- Passage given -
******************************
Verizon valued other assets in MCI takeover

Long distance is dead.

The last of the big-three long-distance carriers, MCI Inc., yesterday agreed to a $6.7 billion takeover by Verizon Communications Inc. The move comes two weeks after AT&T Corp. agreed to sell out for $16 billion to SBC Communications Inc. Meanwhile, Sprint Corp. is taking a hard turn into a chiefly wireless future through a planned $36 billion merger with Nextel Communications Inc.

While MCI and AT&T are best known to most Americans as providers of interstate phone service, in both deals, the consumer long-distance business was not the valuable property.

Between fixed-price local-national packages from wireless carriers, Baby Bells, and cable companies, and alternatives to conventional long distance like e-mail and Internet telephone service, long-distance phone service as a stand-alone operation has gone into a terminal decline.

Instead, what Verizon and SBC overwhelmingly want for their billions are chiefly a select group of big-spending business and government telecom accounts that they can't yet woo from MCI and AT&T. They also want Internet data networks reaching across the earth to sell advanced services to their existing local business customers in cities like Boston, New York, Chicago, and Los Angeles.

The roughly 35 million remaining long-distance customers at MCI and AT&T have, who generate less than one-quarter of each company's revenues, may actually be hurdles to getting deals approved. To allay antitrust concerns, many analysts say, Verizon and SBC are likely to have to divest customers of the long-distance company they are acquiring in states where they provide local service -- for example, MCI customers in Verizon-dominated Massachusetts, AT&T customers in SBC's Connecticut.

But it's unclear who would actually want to buy them.

''One of the things the MCI-Verizon and AT&T-SBC deals shows is that the whole concept of 'long distance' is an irrelevant one," said Jonathan Hurd, a vice president of Boston telecommunications consulting group Adventis. ''These deals are being done primarily for the business market."

Verizon chief executive Ivan G. Seidenberg, in public statements yesterday, was clearly not impressed with MCI's traditional long-distance business as an asset.

''We agree that the voice business and the old traditional telephony businesses are shrinking," Seidenberg said. ''The consumer long-distance business is being impacted more by wireless and the Internet than it is by MCI and Verizon competing in the marketplace. When we combine our consumer long-distance piece, we are still facing the enormous onslaught of technology that comes from wireless and the Internet and text messaging and anything else that you would want to talk about."

Verizon expects to reap $7 billion in savings over several years by merging its operations and network with MCI, which will include laying off about 7,000 MCI workers. It has made no decisions about using the MCI name.
******************************
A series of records
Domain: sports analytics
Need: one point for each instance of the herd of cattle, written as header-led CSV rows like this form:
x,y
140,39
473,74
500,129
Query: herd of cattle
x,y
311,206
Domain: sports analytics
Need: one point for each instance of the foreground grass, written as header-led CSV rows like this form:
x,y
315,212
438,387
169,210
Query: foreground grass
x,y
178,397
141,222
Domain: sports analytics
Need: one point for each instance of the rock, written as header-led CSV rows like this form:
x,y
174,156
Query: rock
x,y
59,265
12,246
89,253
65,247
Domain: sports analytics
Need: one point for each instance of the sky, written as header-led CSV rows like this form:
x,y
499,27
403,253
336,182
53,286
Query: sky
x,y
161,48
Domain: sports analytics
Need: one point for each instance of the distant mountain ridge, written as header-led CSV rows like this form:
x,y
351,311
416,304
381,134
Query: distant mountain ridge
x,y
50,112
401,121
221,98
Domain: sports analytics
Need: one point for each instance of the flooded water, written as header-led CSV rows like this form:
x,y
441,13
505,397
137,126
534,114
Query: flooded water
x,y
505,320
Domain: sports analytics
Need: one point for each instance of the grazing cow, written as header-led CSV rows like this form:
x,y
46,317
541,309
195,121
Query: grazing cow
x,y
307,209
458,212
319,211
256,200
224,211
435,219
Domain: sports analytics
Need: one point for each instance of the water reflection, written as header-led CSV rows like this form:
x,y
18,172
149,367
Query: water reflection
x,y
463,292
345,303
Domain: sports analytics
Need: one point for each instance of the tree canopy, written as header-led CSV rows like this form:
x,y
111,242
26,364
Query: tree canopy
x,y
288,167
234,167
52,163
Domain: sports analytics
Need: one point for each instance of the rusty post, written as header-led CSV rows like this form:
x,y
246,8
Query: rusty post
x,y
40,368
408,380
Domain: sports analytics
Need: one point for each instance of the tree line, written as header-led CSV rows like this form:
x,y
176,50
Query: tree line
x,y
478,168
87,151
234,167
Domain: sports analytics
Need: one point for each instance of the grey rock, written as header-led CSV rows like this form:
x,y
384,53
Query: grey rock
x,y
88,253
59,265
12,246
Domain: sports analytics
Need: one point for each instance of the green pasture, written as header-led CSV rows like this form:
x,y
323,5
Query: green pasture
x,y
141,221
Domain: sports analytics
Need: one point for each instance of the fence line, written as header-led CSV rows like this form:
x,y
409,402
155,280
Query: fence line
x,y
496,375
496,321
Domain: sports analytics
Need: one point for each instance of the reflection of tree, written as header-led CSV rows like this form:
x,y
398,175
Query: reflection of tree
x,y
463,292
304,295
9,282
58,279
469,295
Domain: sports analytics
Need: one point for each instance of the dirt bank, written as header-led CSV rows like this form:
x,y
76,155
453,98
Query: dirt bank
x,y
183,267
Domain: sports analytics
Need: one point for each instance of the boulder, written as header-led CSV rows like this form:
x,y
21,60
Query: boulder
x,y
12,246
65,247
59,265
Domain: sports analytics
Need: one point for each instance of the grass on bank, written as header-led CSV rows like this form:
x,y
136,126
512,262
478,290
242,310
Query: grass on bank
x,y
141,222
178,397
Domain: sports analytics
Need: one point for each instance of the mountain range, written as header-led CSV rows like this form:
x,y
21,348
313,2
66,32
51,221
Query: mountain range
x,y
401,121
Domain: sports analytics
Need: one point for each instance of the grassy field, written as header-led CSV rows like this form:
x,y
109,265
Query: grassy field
******************************
- Exercises to complete -
**a)** Answer these questions using the article on Verizon's MCI takeover.
(i) How much did AT&T agree to sell out for, and to which company?
(ii) What position does Jonathan Hurd hold, and at what group?
(iii) About how many MCI workers does Verizon's merger plan include laying off?
**b)** Write the next part of the article on Verizon's MCI takeover, picking up after its final sentence.

- Exercise results -
**a)**
(i) $16 billion, to SBC Communications Inc.
(ii) He is a vice president of Adventis, a Boston telecommunications consulting group.
(iii) About 7,000.

**b)**
Ten or 20 years ago, it would have been hard to imagine regional companies then known by names like New England Telephone and Southwestern Bell rising up to take over AT&T and MCI.

But as long-distance has imploded and the Bells have made a huge and successful push into wireless, they now dwarf the industry's former giants. Verizon is using barely 6 percent of its stock-market capitalization to acquire MCI. Today's SBC is five times the value of AT&T.

With President Bush heading into a second term and Republicans in charge at the Federal Communications Commission and Justice Department, both deals are expected to sail through regulatory approvals, despite opposition from consumer advocates.

''These mergers might satisfy Wall Street, but they will hurt Main Street," said Janee Briesemeister, senior policy analyst at Consumers Union, publisher of Consumer Reports. Assuming the deals go through, Verizon and SBC will now either be first or second in the wireless, local, and long-distance phone markets.

AT&T and MCI had tried to attract customers from the Bell carriers with combination local-long-distance packages like MCI's ''The Neighborhood." However, these plans depended on low-cost, regulated prices for renting Bell phone lines for local service that have been undercut by recent FCC and court rulings, and last year both companies began abandoning local service and the consumer market generally.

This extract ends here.